Page text
┌────────
A large part of the book is devoted to discussing the Presidential Commission which investigated the cause of the Challenger shuttle disaster. Feynman's full report is included in the book as well.
As someone interested in astronomy and space flight (and who isn't interested in those?) I found this fascinating. There's a lot of behind-the-scenes stuff. Engineers are painted in a good light, managers and politicians not so much. (Software engineers come out looking especially good, which made me feel (unjustifiably) good about myself by proxy.) There are some diagrams and a lot of technical discussion of the shuttle. Not so much that it drowns the narrative, but enough that I'm probably going to spend the next week reading Wikipedia on the subject now.
Feynman explains his simple methods at getting to the truth in the investigation. Go talk to the guys who put things together. Get your hands on some O-ring rubber and test its resistance to temperature yourself in a glass of ice water. Cut to the heart of the matter. It's good stuff.
Ultimately, as you know if you've read the report, Feynman rips NASA apart, showing that they were fooling themselves into believing the shuttle was safer than it really was. The last sentence of the report says everything: "Nature cannot be fooled."
└────────
Work instructions
a: From the book review, list the simple methods Feynman used to get to the truth in the investigation.
b: Rewrite the passage of the book review starting at "As someone interested" and ending at "the subject now.", swapping "diagrams" for "illustrations".
c: According to the book review, what is the last sentence of Feynman's report?

Material
┌────────
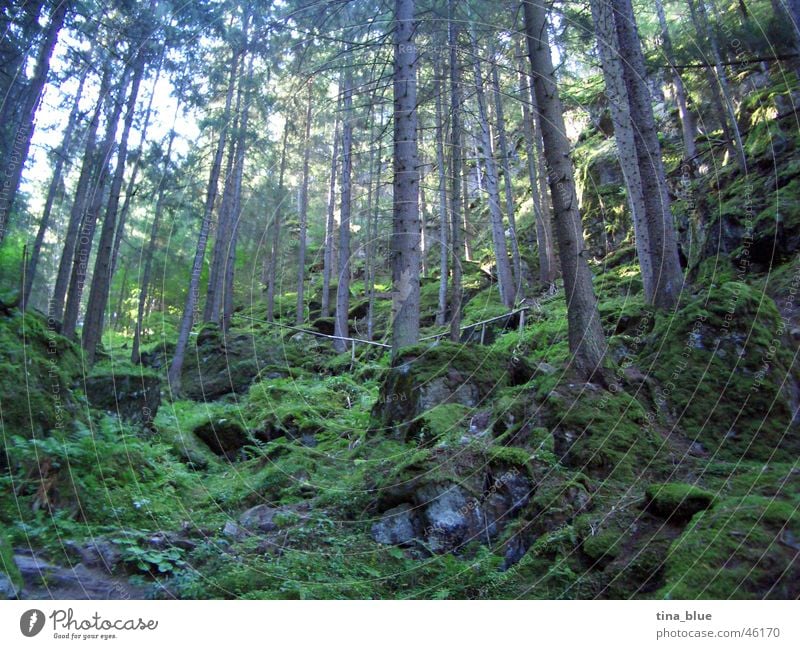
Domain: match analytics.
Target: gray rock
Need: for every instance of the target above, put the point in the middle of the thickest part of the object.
(259, 518)
(7, 588)
(398, 526)
(134, 396)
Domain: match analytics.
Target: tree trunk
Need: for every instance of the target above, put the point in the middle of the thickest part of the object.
(624, 136)
(83, 250)
(537, 178)
(505, 279)
(406, 235)
(18, 151)
(131, 186)
(688, 126)
(719, 85)
(664, 260)
(586, 339)
(236, 207)
(301, 253)
(213, 306)
(456, 168)
(185, 328)
(330, 225)
(80, 203)
(276, 231)
(62, 155)
(441, 312)
(343, 283)
(144, 285)
(101, 278)
(509, 195)
(372, 237)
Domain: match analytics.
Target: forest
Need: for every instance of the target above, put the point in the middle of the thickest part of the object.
(411, 299)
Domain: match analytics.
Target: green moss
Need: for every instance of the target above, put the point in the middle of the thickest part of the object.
└────────
Results
a:
- Go talk to the guys who put things together.
- Get your hands on some O-ring rubber and test its resistance to temperature yourself in a glass of ice water.
- Cut to the heart of the matter.

b:
As someone interested in astronomy and space flight (and who isn't interested in those?) I found this fascinating. There's a lot of behind-the-scenes stuff. Engineers are painted in a good light, managers and politicians not so much. (Software engineers come out looking especially good, which made me feel (unjustifiably) good about myself by proxy.) There are some illustrations and a lot of technical discussion of the shuttle. Not so much that it drowns the narrative, but enough that I'm probably going to spend the next week reading Wikipedia on the subject now.

c: "Nature cannot be fooled."